[Exercise aim]
Count the lines in the items below that contain the string "bracelet", and give only that number.
..........
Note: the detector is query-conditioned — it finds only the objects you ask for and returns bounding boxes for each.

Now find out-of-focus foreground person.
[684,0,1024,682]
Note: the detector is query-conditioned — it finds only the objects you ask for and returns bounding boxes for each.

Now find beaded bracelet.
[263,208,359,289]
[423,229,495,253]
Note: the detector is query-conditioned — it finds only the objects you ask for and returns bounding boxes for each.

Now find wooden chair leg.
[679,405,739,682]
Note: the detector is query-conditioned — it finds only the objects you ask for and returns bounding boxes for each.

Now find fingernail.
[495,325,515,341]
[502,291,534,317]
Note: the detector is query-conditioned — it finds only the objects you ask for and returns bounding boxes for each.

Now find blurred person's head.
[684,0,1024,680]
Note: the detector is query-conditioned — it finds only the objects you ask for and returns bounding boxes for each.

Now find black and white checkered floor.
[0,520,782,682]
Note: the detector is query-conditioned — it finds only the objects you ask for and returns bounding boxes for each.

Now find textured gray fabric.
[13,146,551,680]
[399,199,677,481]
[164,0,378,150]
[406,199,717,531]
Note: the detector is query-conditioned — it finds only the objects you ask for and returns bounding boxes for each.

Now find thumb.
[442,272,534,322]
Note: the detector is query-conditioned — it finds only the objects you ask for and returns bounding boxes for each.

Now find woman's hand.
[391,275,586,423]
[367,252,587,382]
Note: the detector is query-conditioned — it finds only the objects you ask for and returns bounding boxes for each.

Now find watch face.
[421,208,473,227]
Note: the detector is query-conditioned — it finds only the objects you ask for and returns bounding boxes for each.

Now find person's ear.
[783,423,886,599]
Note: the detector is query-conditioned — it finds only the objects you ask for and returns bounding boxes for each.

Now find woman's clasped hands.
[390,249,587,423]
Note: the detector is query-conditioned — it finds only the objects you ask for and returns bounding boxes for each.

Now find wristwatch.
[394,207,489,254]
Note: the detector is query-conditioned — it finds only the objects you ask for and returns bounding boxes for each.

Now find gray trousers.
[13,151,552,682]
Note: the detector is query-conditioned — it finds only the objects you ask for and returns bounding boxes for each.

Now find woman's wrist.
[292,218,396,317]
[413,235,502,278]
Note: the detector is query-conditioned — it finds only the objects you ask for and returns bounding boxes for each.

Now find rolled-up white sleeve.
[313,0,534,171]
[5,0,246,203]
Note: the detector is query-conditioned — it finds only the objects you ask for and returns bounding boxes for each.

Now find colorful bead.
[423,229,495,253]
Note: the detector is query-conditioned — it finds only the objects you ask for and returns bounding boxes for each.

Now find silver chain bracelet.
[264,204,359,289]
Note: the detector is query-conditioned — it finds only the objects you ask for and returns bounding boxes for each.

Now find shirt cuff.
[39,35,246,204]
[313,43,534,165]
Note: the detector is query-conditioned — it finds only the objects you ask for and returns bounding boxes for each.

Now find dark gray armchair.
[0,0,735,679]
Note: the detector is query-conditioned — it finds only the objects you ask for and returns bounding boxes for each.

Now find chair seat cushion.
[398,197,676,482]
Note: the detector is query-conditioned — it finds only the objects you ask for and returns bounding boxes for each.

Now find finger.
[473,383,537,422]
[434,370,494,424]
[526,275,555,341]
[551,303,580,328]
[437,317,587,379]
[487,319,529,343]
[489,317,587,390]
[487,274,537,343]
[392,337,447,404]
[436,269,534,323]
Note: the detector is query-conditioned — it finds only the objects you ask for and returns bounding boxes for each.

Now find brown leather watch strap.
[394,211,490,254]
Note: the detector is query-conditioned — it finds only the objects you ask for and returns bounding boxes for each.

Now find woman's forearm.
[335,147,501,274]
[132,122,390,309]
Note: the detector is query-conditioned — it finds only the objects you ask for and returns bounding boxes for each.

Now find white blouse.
..........
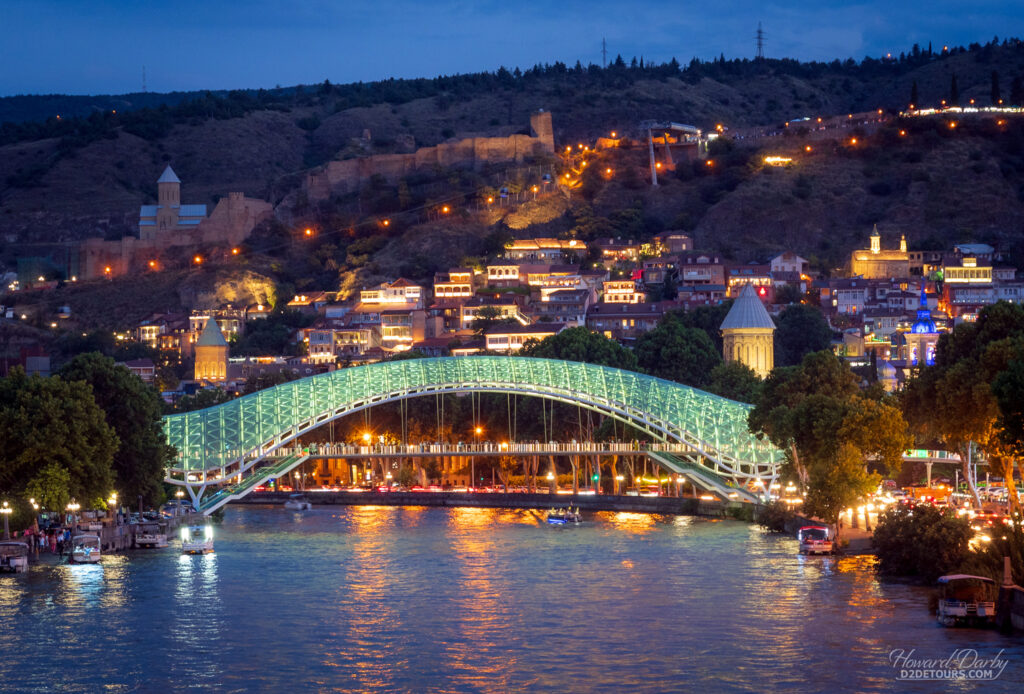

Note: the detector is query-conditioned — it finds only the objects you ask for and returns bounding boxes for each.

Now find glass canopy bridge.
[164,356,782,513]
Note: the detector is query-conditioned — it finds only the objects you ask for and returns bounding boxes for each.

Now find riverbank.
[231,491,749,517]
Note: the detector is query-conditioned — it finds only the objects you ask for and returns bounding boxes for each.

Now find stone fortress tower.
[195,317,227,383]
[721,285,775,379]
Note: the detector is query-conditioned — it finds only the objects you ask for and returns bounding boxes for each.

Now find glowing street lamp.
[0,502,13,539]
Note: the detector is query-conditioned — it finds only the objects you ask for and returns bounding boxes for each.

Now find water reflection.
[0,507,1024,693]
..........
[Output of the exercise]
2